> Supplied data:
»»
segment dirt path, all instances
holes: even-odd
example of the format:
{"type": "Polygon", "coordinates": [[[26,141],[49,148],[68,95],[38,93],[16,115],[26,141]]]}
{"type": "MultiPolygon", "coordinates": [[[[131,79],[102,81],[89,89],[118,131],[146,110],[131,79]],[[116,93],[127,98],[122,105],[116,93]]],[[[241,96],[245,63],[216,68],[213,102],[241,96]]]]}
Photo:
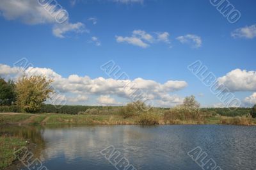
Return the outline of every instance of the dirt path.
{"type": "Polygon", "coordinates": [[[35,115],[29,113],[20,113],[20,112],[0,112],[0,114],[7,114],[7,115],[17,115],[17,114],[25,114],[25,115],[35,115]]]}

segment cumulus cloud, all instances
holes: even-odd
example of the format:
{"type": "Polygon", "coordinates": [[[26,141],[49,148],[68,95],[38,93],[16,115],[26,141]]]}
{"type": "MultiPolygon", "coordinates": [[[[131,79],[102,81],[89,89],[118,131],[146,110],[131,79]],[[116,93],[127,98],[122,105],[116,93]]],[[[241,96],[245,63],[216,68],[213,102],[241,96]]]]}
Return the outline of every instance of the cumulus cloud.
««
> Challenge:
Convert the lines of the rows above, starting at the line that contains "segment cumulus cloud, all instances" and ending at the final line of the rows, into a Markdown table with the columns No. and Text. Give each line its own number and omit any blank lines.

> Response:
| No. | Text |
|---|---|
| 1 | segment cumulus cloud, all instances |
| 2 | holes: even-odd |
| 3 | example of the format: |
| 4 | {"type": "Polygon", "coordinates": [[[26,141],[49,148],[68,95],[38,93],[16,115],[26,141]]]} |
| 5 | {"type": "MultiPolygon", "coordinates": [[[[131,79],[102,81],[89,89],[118,131],[146,110],[131,79]],[[116,93],[127,98],[122,105],[116,93]]],[[[241,96],[245,63],[216,68],[213,102],[241,96]]]]} |
| 6 | Return the outline of every instance of the cumulus cloud. |